→ **Requirement**:
Format the listing as a Markdown table with the columns Row and Line, starting at the line that contains "Reviewer note: confirm that each instance of the forest" and running through the end of the listing, with both ends included. Number each line, skip blank lines, and leave the pictures out.

* * * * * * *

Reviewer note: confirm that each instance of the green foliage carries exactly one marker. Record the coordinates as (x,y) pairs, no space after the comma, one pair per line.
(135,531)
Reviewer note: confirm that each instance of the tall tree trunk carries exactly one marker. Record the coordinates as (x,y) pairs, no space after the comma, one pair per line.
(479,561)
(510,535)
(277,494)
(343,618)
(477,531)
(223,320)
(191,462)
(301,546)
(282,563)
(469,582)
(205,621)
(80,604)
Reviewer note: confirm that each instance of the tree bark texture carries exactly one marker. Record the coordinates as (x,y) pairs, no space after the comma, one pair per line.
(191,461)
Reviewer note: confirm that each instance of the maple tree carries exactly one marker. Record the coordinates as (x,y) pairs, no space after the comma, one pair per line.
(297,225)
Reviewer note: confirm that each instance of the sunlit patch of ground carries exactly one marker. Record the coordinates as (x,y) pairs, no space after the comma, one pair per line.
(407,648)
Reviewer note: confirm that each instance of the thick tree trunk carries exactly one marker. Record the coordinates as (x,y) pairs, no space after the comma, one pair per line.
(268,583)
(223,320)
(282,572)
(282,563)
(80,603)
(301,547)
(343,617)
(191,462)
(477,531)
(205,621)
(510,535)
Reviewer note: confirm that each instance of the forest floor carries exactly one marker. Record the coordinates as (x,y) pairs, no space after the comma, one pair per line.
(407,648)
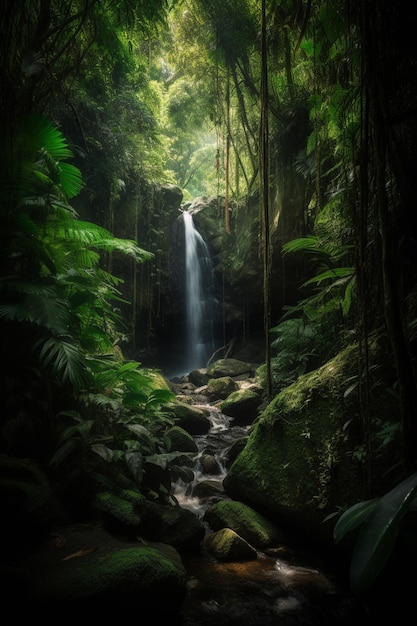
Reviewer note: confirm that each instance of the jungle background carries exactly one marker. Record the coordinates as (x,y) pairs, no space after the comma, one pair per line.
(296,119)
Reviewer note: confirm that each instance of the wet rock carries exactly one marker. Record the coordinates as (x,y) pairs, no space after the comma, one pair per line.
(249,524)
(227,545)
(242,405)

* * * * * * *

→ **Result of this task**:
| Row | Line |
|---|---|
| 1 | Reviewer note: confirm that each instance of the forest floor carries exactly one marker. Record the coordinates as (x,y) pairs, no space after the comma, one pair per line. |
| 2 | (407,648) |
| 3 | Reviewer note: confirm that each instance of the jungle background carries exactly one marker. Record the coordinates as (x,y) pairs, no space after the comma, one pair per line. |
| 4 | (296,119) |
| 5 | Reviewer note: confirm that each instance of the wet rock carries exactly one marker. Record the coordinates as (x,y) pairs, no space after the comma, one pair per line. |
| 6 | (249,524) |
| 7 | (227,545) |
| 8 | (242,405) |